__Teks Bacaan__
---------------

Cara berjalan ternyata dapat mempengaruhi bagaimana cara kerja otak. Hal ini terungkap melalui penelitian yang dilakukan sekelompok ilmuan dari Boston Medical Centre. Dalam peneitian ini disebutkan bahwa
seseorang yang memiliki gaya berjalan lambat berisiko mengalami penurunan daya ingat lebih buruk di masa depan, dibanding dengan mereka yang terbiasa berjalan dengan ritme yang lebih cepat.
Ilmuan melakukan serangkaian tes yang meliputi kecepatan berjalan, kekuatan pegangan tangan, dan kualitas fungsi kognitif. Sebanyak 2400 pria dan wanita berusia sekitar 62 tahun mengikuti rangkaian tes ini dalam kurun waktu 11 tahun. Hasil analisis memperlihatkan bahwa mereka yang memiliki langkah kaki lambat 1,5 kali lebih mungkin mengembangkan demensia. Sementara mereka yang memiliki pegangan tangan kuat memiliki risiko 42 persen lebih rendah mengalami stroke di atas usia 65 tahun.
Risiko penurunan fungsional yang disebabkan oleh kelainan yang terjadi pada otak ini disebut dengan Dimensia. Gejala umum dari dimensia umumnya adalah kepikunan. Orang-orang yang menderita demensia sering tidak dapat berfikir dengan baik dan berakibat tidak dapat beraktivitas dengan baik. Oleh karena itu mereka lambat laun kehilangan kemampuan untuk menyelesaikan permasalahan dan perlahan menjadi emosional, dan sering hal tersebut menjadi tidak terkendali.

---------------

__Kumpulan Tugas__
1. Tuliskan kembali bagian teks tentang cara berjalan dan daya ingat, mulai dari "Cara berjalan ternyata" dan berakhir pada "yang lebih cepat.", dengan mengganti "ritme" menjadi "irama".
2. Menurut teks tentang cara berjalan dan daya ingat, mengapa penderita demensia lambat laun kehilangan kemampuan untuk menyelesaikan permasalahan? Jelaskan dalam satu hingga tiga kalimat.

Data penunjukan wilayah
---------------

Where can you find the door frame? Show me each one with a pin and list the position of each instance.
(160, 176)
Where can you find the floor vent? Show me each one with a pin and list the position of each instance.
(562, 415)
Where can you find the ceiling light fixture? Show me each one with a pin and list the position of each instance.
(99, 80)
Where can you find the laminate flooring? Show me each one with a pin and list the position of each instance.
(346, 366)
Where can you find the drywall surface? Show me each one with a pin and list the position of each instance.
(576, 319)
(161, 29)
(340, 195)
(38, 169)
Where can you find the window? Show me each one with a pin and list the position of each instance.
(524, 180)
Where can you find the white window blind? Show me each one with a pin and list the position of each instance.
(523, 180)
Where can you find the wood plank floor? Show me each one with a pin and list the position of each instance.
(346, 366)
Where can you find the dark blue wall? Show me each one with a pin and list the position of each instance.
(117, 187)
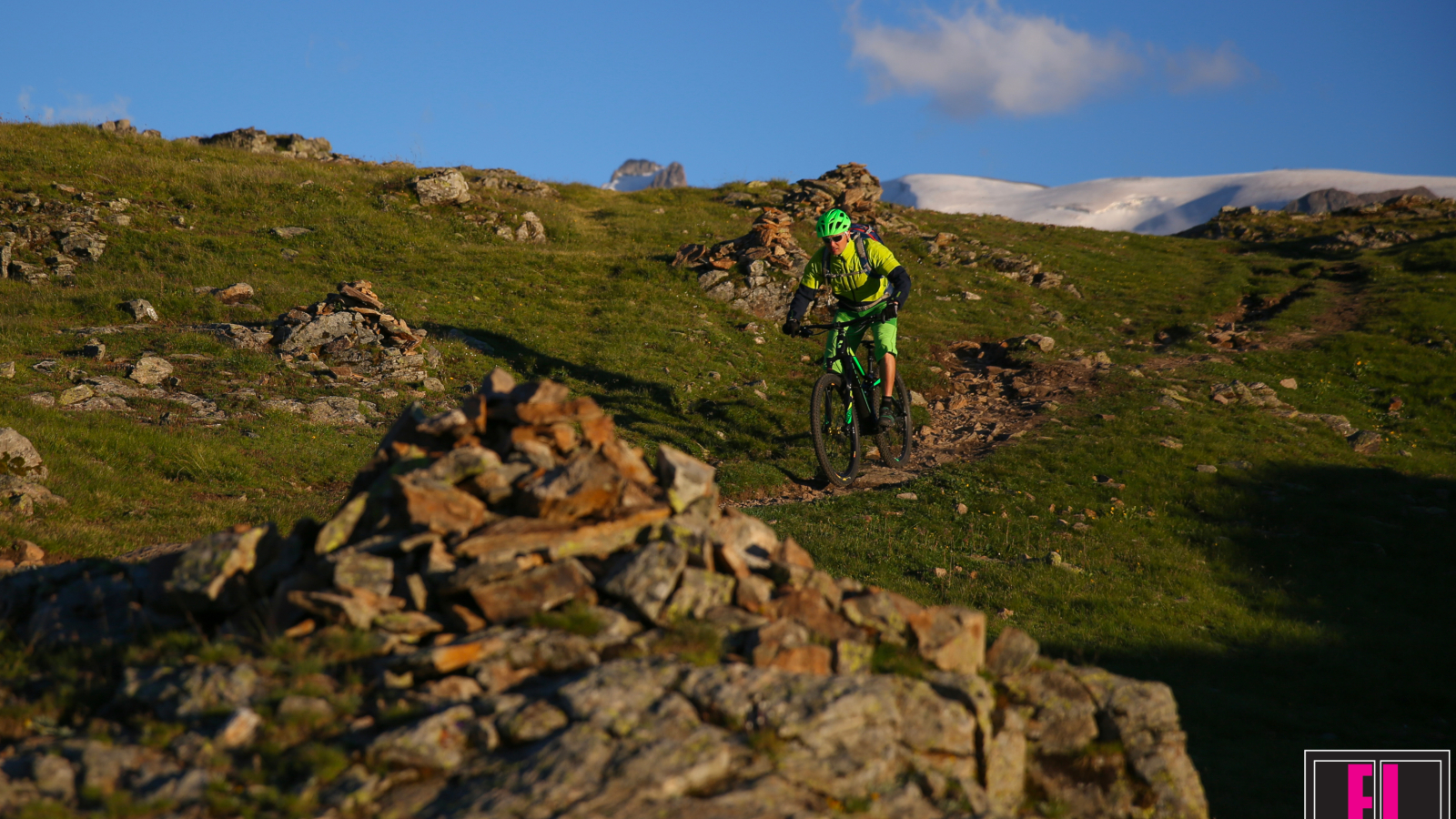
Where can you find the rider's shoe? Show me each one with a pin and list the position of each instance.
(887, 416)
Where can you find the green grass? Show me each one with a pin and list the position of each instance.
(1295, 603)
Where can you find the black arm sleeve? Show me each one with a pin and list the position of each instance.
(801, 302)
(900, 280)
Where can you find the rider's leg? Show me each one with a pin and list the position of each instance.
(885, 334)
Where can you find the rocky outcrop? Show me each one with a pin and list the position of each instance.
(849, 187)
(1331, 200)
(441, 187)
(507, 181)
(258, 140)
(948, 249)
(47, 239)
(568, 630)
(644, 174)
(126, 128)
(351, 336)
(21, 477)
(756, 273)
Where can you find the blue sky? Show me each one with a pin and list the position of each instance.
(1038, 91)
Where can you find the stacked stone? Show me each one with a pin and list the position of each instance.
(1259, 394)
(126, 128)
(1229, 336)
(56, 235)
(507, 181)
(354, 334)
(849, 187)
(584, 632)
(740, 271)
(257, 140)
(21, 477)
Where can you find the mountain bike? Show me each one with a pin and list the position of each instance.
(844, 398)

---------------

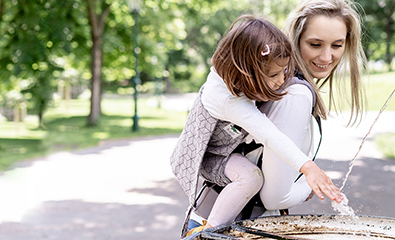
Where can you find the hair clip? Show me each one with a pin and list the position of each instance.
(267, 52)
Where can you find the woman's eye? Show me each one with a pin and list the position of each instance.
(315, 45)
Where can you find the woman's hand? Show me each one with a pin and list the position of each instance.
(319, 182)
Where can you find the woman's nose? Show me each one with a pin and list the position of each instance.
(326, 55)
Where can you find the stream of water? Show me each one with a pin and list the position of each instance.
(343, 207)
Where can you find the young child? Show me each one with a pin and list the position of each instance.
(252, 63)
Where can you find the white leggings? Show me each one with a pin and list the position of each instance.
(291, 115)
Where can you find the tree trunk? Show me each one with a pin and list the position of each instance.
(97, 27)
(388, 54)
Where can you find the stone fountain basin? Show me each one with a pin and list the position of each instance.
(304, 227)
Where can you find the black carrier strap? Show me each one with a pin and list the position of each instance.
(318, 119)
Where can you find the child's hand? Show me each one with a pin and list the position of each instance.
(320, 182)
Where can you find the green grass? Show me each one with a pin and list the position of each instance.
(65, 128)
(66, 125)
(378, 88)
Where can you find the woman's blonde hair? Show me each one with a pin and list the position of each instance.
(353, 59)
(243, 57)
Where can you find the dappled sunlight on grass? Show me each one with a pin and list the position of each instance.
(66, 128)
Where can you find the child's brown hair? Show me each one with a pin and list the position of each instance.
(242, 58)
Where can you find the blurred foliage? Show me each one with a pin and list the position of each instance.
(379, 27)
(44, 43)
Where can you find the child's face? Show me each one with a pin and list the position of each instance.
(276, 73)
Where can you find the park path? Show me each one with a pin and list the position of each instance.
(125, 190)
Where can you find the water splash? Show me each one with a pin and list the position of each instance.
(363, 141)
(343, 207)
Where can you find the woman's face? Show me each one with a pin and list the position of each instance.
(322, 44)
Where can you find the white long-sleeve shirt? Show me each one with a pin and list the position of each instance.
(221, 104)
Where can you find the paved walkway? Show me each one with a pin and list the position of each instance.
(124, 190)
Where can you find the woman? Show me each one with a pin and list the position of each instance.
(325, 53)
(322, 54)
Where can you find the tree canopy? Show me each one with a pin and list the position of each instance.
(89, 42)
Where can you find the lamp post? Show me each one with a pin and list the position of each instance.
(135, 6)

---------------

__Jawaban per Tugas__
1.
Cara berjalan ternyata dapat mempengaruhi bagaimana cara kerja otak. Hal ini terungkap melalui penelitian yang dilakukan sekelompok ilmuan dari Boston Medical Centre. Dalam peneitian ini disebutkan bahwa
seseorang yang memiliki gaya berjalan lambat berisiko mengalami penurunan daya ingat lebih buruk di masa depan, dibanding dengan mereka yang terbiasa berjalan dengan irama yang lebih cepat.

2. Penderita demensia sering tidak dapat berpikir dengan baik, sehingga mereka tidak dapat beraktivitas dengan baik. Karena itulah mereka lambat laun kehilangan kemampuan untuk menyelesaikan permasalahan.